=== Your objective ===
Count the rows below that contain the string "window". Give only the number.

=== Records for the task ===
===
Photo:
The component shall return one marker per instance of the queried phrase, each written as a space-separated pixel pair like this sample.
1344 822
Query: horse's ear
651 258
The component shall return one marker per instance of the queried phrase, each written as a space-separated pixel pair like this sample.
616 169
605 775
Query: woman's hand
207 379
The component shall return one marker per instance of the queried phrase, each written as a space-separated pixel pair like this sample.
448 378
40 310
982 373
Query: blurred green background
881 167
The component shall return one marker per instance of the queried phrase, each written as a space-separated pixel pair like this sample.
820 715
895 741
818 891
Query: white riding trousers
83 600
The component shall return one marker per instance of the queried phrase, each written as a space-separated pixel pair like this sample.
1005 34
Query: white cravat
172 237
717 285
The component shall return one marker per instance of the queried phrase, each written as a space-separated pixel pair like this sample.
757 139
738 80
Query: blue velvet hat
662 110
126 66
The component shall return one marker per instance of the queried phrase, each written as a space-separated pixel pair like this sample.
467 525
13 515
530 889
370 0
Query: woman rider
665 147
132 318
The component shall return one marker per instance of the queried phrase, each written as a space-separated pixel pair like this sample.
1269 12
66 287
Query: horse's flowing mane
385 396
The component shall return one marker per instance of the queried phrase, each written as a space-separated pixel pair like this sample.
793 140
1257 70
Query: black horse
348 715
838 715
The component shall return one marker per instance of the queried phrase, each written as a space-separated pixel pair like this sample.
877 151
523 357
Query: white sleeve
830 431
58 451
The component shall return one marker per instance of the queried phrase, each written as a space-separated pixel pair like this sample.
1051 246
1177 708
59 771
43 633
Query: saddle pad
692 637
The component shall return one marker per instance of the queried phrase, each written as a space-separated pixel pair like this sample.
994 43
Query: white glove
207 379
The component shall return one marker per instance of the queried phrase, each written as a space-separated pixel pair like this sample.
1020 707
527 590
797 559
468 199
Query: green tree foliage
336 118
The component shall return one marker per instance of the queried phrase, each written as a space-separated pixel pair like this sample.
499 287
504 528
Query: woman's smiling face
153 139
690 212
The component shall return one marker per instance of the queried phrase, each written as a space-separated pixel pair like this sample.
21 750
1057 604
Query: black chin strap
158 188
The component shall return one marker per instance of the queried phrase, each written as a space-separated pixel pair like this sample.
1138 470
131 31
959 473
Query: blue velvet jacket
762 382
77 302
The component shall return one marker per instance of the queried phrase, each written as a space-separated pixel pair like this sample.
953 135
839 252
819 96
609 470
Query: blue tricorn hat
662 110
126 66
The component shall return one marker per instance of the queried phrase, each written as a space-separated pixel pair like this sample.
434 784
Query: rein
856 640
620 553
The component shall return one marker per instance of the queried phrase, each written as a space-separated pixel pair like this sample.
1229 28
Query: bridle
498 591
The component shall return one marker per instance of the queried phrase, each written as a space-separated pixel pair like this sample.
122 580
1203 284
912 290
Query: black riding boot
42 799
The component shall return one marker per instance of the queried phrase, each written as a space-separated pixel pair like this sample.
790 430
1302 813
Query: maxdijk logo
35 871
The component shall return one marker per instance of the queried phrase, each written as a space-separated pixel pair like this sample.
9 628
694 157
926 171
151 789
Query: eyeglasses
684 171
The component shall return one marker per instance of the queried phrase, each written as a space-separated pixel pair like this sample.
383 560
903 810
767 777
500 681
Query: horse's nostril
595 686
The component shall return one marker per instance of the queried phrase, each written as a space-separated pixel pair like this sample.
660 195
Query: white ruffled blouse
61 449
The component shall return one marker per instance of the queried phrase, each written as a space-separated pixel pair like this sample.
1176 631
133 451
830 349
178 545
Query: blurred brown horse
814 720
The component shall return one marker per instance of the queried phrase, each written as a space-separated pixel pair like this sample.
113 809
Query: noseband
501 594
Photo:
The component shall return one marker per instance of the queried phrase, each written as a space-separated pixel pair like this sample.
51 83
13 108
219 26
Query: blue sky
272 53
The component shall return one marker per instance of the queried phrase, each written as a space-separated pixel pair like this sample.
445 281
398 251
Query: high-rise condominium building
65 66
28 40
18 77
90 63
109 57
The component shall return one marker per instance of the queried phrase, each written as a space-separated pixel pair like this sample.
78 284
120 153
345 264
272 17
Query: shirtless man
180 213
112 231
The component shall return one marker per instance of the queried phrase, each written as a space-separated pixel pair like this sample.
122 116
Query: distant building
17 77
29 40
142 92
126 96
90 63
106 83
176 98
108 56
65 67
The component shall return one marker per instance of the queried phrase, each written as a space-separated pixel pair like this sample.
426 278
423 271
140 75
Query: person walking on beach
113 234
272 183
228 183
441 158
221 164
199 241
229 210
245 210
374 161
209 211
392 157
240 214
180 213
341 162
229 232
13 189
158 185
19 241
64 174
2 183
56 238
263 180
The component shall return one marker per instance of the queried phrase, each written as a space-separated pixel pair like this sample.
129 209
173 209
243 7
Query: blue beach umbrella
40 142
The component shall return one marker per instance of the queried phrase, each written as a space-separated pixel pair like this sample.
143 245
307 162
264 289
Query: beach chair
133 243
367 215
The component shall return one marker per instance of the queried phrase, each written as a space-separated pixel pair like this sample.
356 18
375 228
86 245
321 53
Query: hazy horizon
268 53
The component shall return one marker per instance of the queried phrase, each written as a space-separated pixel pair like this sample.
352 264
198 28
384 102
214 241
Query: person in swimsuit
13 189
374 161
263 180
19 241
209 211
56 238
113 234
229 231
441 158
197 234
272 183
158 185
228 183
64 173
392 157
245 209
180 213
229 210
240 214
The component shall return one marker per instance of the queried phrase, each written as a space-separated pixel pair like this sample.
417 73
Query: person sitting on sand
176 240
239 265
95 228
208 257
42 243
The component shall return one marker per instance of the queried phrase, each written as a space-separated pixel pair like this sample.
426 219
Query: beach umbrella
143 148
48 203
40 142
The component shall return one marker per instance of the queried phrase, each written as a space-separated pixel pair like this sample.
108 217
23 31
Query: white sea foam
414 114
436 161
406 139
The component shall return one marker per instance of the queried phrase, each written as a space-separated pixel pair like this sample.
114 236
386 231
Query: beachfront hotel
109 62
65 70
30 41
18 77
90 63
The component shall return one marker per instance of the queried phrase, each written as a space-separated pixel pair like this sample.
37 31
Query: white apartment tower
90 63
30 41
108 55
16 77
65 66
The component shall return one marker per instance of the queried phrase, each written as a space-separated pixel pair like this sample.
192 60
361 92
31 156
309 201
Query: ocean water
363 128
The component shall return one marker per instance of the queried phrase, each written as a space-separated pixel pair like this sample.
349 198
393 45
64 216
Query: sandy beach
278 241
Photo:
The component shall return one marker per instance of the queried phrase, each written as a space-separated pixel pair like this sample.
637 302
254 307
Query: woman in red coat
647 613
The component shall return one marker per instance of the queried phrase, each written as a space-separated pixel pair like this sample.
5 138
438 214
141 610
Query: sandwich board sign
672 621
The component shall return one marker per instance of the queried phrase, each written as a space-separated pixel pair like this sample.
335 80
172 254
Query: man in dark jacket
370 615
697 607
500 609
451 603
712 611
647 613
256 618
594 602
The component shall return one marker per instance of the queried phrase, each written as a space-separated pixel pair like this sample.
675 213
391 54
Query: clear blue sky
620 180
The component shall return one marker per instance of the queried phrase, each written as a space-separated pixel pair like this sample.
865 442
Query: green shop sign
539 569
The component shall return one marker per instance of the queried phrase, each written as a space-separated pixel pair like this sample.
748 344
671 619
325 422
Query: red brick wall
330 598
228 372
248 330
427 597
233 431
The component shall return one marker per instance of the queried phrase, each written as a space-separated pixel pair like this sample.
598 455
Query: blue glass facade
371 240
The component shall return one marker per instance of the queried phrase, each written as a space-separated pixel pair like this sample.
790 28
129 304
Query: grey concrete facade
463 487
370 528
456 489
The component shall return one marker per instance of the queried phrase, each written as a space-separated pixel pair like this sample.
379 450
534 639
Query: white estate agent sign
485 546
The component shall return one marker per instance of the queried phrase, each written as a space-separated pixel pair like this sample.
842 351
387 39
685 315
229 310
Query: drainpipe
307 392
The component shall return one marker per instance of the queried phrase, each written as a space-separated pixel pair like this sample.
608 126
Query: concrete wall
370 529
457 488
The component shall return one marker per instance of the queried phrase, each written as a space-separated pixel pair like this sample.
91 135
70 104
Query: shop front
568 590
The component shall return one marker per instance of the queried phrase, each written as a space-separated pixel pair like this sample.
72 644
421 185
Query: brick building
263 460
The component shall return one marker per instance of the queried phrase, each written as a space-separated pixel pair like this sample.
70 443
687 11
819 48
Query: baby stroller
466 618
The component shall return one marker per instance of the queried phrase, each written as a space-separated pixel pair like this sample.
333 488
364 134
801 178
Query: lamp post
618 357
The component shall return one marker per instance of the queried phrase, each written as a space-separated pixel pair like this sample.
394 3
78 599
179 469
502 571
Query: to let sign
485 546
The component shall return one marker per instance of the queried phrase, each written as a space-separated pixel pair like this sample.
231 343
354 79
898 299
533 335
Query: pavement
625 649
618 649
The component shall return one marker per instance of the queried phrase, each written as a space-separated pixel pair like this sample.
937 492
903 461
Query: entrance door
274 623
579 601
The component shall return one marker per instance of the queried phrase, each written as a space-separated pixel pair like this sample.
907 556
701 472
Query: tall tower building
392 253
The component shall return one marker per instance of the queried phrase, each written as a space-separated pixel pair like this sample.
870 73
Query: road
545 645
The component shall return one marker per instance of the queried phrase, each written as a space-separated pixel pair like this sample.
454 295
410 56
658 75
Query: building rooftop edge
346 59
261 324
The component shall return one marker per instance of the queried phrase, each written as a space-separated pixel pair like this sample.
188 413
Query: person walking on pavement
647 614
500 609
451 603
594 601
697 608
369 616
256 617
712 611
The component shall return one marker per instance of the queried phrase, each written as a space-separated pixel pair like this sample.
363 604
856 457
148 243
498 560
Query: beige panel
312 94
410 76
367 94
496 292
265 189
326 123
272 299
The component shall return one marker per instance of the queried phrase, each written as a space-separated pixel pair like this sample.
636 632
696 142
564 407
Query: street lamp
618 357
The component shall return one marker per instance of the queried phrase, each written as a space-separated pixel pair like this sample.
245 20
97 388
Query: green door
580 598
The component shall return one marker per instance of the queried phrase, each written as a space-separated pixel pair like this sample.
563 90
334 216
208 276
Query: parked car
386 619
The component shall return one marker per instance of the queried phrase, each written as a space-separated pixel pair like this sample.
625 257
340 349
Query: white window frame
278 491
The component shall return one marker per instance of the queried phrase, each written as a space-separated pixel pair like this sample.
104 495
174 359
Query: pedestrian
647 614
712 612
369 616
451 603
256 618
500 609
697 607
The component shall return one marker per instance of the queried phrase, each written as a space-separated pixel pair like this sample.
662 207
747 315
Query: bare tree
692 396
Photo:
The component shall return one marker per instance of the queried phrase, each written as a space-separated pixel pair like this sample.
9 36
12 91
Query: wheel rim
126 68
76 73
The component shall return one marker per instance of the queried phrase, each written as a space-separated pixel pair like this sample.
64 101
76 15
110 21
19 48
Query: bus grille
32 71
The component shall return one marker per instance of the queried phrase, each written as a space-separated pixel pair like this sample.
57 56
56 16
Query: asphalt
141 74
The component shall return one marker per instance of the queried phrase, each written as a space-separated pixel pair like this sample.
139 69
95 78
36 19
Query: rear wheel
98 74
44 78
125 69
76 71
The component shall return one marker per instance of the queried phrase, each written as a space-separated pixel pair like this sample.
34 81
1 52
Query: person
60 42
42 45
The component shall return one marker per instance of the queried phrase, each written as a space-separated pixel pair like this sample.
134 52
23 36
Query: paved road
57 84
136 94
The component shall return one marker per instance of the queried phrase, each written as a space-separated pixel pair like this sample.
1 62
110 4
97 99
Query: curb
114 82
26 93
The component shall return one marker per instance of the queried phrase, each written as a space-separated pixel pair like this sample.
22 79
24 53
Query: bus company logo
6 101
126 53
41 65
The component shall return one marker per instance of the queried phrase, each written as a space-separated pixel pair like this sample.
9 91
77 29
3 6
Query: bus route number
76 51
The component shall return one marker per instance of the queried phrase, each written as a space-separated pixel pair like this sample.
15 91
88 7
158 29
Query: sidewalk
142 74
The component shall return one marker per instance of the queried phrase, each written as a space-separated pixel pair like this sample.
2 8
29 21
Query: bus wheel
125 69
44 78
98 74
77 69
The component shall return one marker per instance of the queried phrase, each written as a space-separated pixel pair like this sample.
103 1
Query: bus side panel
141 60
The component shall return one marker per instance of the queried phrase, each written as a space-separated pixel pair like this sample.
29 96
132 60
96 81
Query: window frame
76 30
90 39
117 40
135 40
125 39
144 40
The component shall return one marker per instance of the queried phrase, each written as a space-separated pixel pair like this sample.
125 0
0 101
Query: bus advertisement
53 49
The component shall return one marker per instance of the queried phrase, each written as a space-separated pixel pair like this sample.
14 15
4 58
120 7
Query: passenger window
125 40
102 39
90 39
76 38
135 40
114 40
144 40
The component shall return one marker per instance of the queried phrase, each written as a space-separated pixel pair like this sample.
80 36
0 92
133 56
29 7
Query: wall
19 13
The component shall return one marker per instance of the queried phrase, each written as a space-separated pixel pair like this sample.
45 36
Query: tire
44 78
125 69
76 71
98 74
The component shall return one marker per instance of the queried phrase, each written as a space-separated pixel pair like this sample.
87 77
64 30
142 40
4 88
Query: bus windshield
===
=== Response ===
3